[PAGE EXCERPT]:
^^^^^^^^

If you’re having a hard time processing the scale of death produced by the COVID-19 pandemic, here’s a California alternative for wrapping your mind around the carnage: 

Visit the largest, prettiest cemetery you can find. I recommend the original Forest Lawn, in Glendale, the most Californian of cemeteries.

I recently walked the 290  acres of this memorial park, the first of six Forest Lawn parks in Southern California, and found that it clarified my thinking and improved my mood. 

The place also helped me to put in perspective the full human toll of COVID-19. Since Forest Lawn opened here 114 years ago, in 1906, it has interred 340,000 souls on this property. Under current projections, the U.S. will reach 340,000 COVID deaths in January.

If you’re looking for global perspective, try Colma, the Bay Area’s city of cemeteries, the final resting place for 1.5 million people; the world should surpass 1.5 million COVID deaths before Christmas.

Such statistics are tragic—and reflect a fundamental human failure: We experience individual death intensely (be it a friend’s death or the killing of George Floyd), but struggle to recognize death in the aggregate. This myopia is why we need cemeteries right now.

“Cemeteries are not just a place to reflect on the past,” wrote longtime Forest Lawn chief executive John Llewelyn, in A Cemetery Should Be Forever. “They remind us to keep the present in perspective.”

Especially when the present is so frightening.

Forest Lawn’s mission was about putting a sunny California spin on death.

^^^^^^^^

[ENTRIES PROVIDED]:

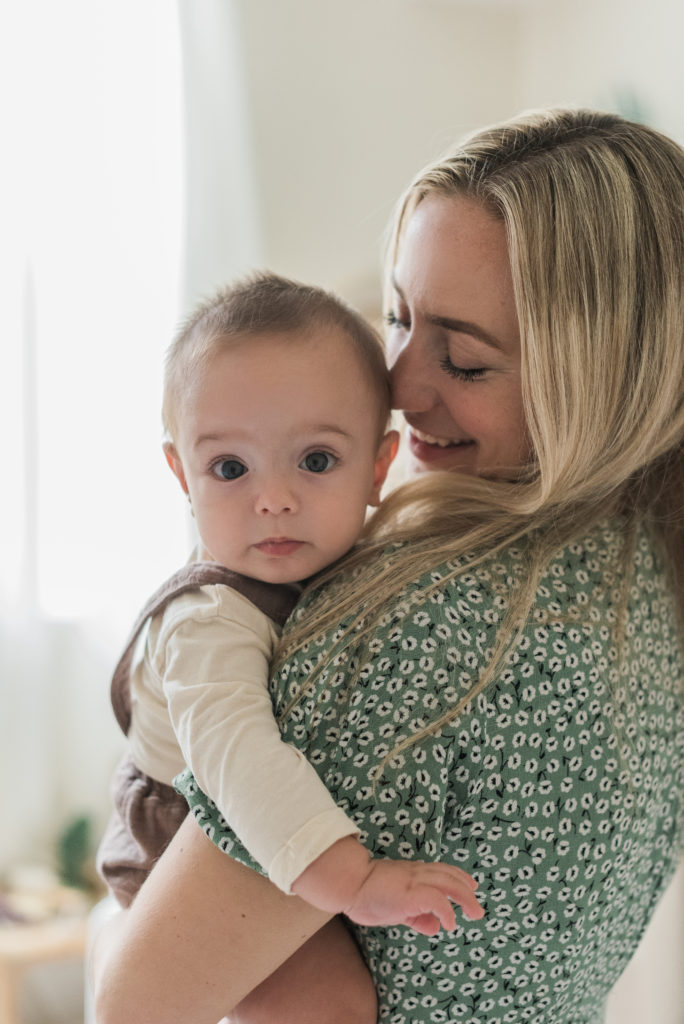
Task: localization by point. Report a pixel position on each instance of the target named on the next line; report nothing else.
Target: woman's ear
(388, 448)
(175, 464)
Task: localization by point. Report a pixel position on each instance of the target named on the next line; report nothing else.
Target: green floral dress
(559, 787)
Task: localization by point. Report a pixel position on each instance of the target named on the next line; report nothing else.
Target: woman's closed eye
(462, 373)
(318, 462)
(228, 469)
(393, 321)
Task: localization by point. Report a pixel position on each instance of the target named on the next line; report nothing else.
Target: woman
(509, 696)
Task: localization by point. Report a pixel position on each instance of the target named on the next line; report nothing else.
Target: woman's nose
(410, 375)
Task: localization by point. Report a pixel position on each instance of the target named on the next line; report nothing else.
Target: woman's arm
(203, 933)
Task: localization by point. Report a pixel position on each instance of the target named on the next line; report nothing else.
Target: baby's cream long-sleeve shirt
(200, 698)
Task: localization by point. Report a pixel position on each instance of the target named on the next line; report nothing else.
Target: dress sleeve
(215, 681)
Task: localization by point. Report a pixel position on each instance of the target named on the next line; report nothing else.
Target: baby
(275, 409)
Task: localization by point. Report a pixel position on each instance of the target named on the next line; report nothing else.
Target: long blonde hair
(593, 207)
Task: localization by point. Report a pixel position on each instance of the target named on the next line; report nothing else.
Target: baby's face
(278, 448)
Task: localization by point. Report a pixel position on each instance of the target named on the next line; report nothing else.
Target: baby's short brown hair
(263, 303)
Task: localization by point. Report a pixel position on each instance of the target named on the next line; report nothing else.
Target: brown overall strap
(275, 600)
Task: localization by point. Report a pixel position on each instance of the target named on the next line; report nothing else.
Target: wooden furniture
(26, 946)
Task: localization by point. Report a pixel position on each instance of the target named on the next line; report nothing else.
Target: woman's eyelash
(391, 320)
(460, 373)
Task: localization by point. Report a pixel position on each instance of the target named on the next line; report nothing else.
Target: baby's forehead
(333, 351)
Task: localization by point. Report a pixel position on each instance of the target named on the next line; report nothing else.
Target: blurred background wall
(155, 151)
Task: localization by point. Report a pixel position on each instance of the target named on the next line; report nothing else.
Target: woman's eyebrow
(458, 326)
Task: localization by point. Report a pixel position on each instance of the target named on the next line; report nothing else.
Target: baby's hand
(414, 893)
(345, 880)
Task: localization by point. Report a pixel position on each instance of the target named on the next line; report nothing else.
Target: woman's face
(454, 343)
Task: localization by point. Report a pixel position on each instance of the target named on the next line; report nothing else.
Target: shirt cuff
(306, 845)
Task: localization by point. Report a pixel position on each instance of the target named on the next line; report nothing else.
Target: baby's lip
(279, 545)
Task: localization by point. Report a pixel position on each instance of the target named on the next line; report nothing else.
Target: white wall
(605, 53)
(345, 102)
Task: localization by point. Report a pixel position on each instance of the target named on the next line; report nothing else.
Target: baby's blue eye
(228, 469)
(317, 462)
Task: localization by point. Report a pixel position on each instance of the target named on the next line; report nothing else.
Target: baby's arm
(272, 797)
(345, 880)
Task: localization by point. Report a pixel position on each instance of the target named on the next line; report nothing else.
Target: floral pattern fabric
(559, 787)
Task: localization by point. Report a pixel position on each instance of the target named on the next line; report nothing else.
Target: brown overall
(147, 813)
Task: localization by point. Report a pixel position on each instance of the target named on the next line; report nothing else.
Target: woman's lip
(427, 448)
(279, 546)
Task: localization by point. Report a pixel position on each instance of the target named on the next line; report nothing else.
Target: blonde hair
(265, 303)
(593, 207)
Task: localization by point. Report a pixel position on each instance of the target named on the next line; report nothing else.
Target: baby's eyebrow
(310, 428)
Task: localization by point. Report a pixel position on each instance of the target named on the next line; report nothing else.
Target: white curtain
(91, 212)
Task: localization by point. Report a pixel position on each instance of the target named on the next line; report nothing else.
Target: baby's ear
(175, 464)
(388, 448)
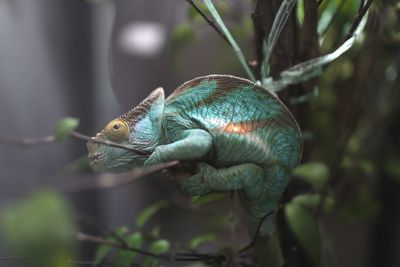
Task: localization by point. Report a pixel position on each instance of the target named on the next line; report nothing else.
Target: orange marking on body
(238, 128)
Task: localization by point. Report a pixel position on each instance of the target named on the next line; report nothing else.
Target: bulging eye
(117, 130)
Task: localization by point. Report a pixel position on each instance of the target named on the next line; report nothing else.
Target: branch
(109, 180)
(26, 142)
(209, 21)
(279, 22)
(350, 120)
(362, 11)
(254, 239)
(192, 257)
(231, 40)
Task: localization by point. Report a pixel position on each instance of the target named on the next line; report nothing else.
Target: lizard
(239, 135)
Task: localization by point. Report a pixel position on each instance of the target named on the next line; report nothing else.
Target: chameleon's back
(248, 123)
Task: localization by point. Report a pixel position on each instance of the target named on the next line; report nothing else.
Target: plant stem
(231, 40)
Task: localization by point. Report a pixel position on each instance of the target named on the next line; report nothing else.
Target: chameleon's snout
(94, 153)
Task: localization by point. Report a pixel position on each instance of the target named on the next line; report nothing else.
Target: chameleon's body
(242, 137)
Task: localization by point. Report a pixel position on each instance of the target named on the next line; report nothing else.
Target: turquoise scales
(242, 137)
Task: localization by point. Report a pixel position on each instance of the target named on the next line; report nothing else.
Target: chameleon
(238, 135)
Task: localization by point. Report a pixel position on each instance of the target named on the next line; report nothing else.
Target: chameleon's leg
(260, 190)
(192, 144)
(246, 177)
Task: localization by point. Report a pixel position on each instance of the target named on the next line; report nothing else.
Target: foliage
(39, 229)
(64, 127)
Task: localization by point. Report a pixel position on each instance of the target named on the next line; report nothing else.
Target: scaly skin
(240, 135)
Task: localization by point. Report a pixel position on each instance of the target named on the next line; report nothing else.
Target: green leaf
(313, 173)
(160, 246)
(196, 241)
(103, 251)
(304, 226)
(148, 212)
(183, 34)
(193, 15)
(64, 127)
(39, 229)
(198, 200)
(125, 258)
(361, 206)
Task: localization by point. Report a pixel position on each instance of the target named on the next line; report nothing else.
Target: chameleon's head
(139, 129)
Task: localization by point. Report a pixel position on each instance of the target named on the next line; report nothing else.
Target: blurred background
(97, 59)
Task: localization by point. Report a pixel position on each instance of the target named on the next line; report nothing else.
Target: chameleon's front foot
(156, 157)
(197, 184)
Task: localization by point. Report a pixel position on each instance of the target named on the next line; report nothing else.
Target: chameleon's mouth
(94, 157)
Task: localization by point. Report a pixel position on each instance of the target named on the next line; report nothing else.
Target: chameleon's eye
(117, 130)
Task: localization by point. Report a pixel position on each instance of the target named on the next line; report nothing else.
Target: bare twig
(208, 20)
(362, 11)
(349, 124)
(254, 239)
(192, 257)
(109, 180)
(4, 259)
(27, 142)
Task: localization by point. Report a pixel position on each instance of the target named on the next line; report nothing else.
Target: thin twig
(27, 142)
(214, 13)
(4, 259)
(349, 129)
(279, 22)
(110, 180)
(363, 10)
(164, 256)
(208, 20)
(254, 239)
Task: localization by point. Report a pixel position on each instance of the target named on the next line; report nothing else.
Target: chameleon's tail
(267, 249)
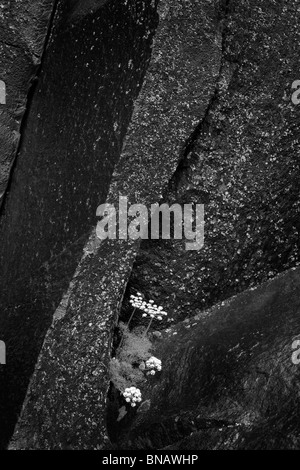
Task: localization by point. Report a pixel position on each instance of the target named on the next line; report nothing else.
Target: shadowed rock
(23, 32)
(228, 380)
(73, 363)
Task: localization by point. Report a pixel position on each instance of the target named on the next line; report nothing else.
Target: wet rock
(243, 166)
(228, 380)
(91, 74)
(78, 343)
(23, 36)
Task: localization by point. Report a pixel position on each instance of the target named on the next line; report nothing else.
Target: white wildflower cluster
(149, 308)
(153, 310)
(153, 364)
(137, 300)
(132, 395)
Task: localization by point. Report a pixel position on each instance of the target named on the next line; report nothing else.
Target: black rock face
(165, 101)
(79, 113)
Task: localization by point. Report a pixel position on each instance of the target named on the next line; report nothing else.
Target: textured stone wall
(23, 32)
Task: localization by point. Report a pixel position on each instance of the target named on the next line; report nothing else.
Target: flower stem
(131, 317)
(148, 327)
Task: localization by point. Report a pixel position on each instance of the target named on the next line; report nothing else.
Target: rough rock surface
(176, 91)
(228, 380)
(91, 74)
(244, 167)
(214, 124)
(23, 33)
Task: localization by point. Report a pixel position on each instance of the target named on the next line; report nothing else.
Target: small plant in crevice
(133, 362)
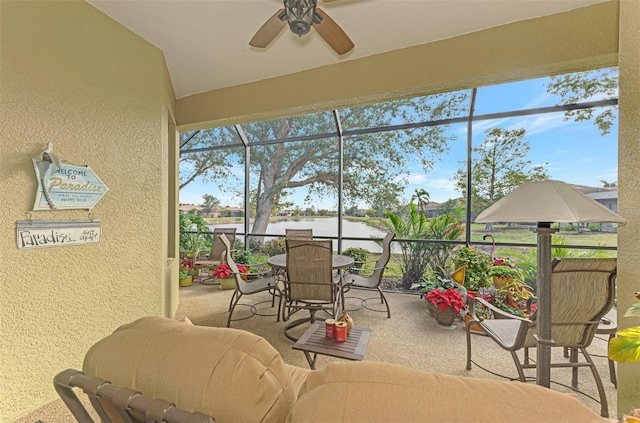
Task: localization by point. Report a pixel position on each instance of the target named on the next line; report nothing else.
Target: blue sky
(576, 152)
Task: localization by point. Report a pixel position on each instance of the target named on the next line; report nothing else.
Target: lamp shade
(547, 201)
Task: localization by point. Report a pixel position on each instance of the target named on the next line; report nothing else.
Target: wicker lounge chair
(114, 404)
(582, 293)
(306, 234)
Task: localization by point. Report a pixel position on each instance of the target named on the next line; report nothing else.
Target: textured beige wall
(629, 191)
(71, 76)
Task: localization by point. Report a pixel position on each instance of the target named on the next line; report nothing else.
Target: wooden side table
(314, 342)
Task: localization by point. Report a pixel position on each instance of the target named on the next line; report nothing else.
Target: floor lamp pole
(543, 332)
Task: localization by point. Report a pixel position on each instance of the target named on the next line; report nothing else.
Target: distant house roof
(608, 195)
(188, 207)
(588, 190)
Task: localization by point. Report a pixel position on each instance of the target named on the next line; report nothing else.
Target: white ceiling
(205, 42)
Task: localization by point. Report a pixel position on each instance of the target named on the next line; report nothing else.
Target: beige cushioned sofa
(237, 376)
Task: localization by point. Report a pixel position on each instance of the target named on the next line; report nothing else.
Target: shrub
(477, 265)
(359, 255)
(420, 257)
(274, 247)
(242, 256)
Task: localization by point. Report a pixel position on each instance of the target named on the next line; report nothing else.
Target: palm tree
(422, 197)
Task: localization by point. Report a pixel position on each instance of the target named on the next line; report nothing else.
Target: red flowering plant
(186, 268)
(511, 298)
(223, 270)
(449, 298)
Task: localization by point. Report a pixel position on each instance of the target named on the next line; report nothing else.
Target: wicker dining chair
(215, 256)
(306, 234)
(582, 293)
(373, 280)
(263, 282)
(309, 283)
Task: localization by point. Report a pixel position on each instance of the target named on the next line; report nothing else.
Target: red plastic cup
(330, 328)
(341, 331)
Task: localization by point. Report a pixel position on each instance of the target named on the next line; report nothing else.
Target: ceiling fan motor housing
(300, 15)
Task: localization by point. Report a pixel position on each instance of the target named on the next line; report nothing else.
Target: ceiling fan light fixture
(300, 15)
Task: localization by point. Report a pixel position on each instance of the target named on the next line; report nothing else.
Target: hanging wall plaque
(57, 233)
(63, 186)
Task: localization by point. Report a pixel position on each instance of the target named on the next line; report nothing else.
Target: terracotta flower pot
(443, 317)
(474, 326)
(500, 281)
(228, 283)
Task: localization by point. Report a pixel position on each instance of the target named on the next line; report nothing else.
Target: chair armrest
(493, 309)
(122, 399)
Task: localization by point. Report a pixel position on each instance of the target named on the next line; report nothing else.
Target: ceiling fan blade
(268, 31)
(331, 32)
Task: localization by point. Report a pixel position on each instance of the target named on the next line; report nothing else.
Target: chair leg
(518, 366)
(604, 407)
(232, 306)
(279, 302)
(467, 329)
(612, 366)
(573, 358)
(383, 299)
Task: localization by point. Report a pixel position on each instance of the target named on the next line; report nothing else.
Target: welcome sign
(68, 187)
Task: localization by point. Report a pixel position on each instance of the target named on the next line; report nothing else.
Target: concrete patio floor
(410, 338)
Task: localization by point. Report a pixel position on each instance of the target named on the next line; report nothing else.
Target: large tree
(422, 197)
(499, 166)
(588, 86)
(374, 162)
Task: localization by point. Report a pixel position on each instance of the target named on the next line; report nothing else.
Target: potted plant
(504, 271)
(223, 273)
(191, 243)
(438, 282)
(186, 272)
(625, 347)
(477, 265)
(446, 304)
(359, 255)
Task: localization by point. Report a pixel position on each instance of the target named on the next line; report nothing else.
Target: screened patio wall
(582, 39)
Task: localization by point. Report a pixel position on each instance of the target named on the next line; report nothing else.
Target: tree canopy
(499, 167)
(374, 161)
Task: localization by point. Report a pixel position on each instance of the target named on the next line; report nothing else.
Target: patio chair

^^^^^^^^

[ACTIONS TO TAKE]:
a – Using the essay on Forest Lawn and COVID-19 deaths, say whether each statement agrees with it, answering yes or no and quoting the words that decide it: (i) Forest Lawn in Glendale opened in 1906; (ii) Colma holds 340,000 people; (iii) the Glendale park is the only Forest Lawn park in Southern California.
b – Continue the essay on Forest Lawn and COVID-19 deaths from its last sentence.
The lines after the essay aren't needed here.

[ANSWER SECTION]:
a –
(i) Yes: "Since Forest Lawn opened here 114 years ago, in 1906"
(ii) No: "the final resting place for 1.5 million people"
(iii) No: "the first of six Forest Lawn parks in Southern California"

b –
“I believe in a happy eternal life,” Forest Lawn’s first real leader Hubert Eaton wrote in 1917. “I therefore know the cemeteries of today are wrong, because they depict an end, not a beginning… I shall try to build at Forest Lawn a Great Park… filled with towering trees, sweeping lawns, splashing fountains, singing birds, beautiful statuary, cheerful flowers, noble memorial architecture with interiors full of light and color, and redolent of the world’s best history and romances.”

The resulting memorial-park has been critiqued as a “Disneyland of Death.” But at this moment, I found visiting the happiest cemetery on Earth soothing, and thought-provoking.

I encountered joggers, bikers, painters, and babies in strollers. I heard birds sing as I enjoyed 360-degree L.A. views from the esplanade. A half-dozen people chatted amiably while admiring “The Mystery of Life,” a sculpture group of 18 human figures gathered at stream that flows toward an unknown destination.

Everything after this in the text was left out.